Elles sont onze femmes médecins, « praticiennes de terrain universitaires ou non, spécialistes ou généralistes, exerçant en ville ou à l'hôpital, réparties sur le territoire et d'exercice variés » à signer une « tribune féminine » dont le but est double : s'opposer à la création d'un statut unique pour tous les médecins défendu la semaine dernière par onze signataires d'un texte publié par « APM News » ; rendre la monnaie de sa pièce au « groupe très masculin »  auteur de cette proposition. 

La plupart des onze femmes signataires de ce texte sont connues du monde syndical et hospitalier. On retrouve notamment les Drs Nicole Smolski, jeune retraitée des Hospices civils de Lyon (HCL) mais membre très actif du SNPHARe et d'APH, deux centrales de praticiens hospitaliers (PH), Hélène Colombani, présidente de la Fédération nationale des centres de santé (FNCS), Anne Gervais, membre du Mouvement de défense de l’hôpital public (MDPH) et PH à Bichat (AP-HP) ou encore le Pr Nelly Frydman, responsable de l'unité de biologie de la reproduction de l'hôpital Antoine-Béclère (AP-HP).

Hôpital et ville ne sont pas des « ennemis quasi irréductibles »

Elles répondent donc à onze hommes également connus du sérail – dont l'ancien ministre de la Santé Claude Evin, le Pr Guy Vallancien, membre de l'Académie de médecine, le président de l'ISNI Olivier Le Pennetier, les Drs Jean-Paul Ortiz et Patrick Gasser de la CSMF. Ces derniers préconisent un statut unique « mixte » inspiré des modèles étrangers qui serait « en même temps salarié et en même temps libéral »  et permettrait aux médecins d'exercer « indifféremment à la ville ou en établissement où ils [auraient] un statut de prestataires »

Pour les onze femmes médecins, cette analyse est biaisée à partir du moment où elle part du principe qu'hôpital public et ville sont des « ennemis quasi irréductibles », selon les propos utilisés par Claude Evin et les autres signataires masculins. «Les deux exercices médicaux, hospitaliers et ville, ne sont pas en concurrence. Nous partageons les mêmes valeurs, et, au quotidien, nous voyons les mêmes malades », écrivent-elles. Elles insistent : « Des dysfonctionnements existent mais aucun argument ne prouve que les statuts soient en cause. […] Quels arguments pour faire porter à la différence de statut un putatif antagonisme de classe? Des études françaises, étrangères ou des convictions ? »

Ces femmes médecins identifient en revanche l’absence de dossier partagé et la « perte d’informations » médicales comme des freins au travail en commun entre la ville et l'hôpital.

- **Données fournies**
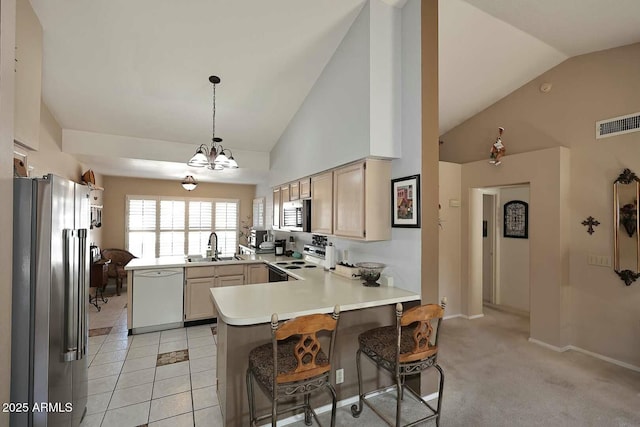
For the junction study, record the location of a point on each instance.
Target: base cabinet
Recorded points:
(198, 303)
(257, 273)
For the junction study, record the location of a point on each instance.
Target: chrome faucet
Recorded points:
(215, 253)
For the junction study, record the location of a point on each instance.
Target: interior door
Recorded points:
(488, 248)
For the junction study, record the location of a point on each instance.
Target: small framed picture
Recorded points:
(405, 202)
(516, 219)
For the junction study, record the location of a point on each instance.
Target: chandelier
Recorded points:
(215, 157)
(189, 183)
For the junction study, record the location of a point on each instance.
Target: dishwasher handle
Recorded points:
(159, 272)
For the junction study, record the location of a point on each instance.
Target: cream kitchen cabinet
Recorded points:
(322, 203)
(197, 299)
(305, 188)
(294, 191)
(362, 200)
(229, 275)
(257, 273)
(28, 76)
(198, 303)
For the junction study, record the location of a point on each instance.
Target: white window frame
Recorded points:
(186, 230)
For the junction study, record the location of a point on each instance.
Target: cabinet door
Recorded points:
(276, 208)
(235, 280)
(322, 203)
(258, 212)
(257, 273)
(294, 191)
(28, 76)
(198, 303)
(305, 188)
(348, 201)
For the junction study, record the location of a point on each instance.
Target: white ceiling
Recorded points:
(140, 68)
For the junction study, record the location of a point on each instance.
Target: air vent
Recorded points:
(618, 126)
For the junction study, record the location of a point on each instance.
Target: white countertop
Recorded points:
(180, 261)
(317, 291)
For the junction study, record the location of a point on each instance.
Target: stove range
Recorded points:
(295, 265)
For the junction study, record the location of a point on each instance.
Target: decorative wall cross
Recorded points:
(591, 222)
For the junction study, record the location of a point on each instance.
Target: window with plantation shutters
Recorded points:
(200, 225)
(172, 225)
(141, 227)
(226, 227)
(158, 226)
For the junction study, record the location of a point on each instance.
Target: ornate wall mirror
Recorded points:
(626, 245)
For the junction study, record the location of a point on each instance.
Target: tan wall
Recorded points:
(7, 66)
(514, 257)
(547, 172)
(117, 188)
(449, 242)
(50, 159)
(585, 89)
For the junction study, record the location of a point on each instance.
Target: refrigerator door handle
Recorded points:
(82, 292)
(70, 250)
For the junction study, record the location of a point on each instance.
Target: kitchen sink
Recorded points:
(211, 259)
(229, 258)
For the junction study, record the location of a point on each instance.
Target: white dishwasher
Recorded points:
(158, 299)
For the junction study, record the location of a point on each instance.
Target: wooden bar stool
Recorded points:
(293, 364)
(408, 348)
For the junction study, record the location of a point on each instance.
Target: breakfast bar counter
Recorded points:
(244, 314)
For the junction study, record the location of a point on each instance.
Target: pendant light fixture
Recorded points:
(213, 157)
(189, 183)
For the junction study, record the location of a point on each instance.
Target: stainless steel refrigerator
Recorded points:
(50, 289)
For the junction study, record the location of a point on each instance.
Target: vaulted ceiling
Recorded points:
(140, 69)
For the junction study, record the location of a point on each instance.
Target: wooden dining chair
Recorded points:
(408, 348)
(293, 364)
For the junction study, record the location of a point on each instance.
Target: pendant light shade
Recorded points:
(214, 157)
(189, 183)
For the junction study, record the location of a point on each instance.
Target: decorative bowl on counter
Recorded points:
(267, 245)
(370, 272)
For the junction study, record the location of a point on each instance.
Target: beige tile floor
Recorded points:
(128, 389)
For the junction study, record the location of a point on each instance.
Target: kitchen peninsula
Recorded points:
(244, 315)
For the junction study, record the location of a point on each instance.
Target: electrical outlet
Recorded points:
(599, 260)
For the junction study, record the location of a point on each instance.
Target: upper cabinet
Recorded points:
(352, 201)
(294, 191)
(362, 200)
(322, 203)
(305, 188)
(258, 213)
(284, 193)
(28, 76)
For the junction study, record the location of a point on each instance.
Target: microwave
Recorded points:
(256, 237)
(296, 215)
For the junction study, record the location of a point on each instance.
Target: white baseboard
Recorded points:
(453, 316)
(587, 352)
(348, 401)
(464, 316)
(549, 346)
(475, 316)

--

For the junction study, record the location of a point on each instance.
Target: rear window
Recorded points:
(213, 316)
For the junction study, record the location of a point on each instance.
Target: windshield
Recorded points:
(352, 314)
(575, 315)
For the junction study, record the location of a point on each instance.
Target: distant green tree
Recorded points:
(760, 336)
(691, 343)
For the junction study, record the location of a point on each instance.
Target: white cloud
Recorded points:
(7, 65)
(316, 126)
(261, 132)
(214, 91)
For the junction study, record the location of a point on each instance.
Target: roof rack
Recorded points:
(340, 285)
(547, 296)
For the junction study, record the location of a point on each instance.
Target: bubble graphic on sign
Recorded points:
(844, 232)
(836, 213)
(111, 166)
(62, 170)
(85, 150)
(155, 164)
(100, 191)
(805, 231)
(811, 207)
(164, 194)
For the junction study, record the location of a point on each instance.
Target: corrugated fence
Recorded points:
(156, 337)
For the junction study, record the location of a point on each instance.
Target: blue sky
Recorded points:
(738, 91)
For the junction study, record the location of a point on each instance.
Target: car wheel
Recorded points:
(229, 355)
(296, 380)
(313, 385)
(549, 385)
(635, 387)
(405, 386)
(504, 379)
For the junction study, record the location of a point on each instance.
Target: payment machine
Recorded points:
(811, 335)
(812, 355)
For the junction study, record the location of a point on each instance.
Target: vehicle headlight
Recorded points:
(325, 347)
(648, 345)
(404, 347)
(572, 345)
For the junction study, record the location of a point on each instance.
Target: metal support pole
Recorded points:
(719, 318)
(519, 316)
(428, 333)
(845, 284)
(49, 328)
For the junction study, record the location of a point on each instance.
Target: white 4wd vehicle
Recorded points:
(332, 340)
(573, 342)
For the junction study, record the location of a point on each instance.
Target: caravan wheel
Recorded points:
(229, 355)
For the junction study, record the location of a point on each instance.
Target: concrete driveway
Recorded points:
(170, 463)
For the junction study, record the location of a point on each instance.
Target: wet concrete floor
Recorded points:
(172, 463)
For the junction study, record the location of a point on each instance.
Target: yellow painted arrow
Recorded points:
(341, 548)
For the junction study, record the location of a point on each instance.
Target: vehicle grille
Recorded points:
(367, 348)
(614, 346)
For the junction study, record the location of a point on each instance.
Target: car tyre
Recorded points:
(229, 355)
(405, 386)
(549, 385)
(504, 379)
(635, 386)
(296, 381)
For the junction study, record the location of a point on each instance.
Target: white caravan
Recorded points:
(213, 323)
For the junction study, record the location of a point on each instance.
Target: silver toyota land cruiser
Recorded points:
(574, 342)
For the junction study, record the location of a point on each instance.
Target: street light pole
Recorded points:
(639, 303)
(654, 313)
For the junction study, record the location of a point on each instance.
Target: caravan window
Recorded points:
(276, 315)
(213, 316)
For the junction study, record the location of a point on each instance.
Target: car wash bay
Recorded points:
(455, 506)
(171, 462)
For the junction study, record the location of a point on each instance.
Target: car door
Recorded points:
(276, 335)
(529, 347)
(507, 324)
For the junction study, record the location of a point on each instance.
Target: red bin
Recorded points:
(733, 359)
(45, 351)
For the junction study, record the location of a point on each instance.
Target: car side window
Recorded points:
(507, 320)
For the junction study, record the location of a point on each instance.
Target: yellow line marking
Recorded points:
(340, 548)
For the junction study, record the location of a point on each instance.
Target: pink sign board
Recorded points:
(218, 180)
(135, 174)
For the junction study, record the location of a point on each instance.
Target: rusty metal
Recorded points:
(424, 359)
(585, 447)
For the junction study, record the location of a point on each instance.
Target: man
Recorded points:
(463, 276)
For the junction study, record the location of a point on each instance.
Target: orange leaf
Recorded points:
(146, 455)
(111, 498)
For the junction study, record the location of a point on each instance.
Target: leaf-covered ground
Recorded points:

- **Objectif de travail**
Selon l'extrait du document, quelle fonction occupe Hélène Colombani ? Ce matériel n'a aucun rapport avec l'extrait du document.

- **Réponse attendue**
Elle est présidente de la Fédération nationale des centres de santé (FNCS).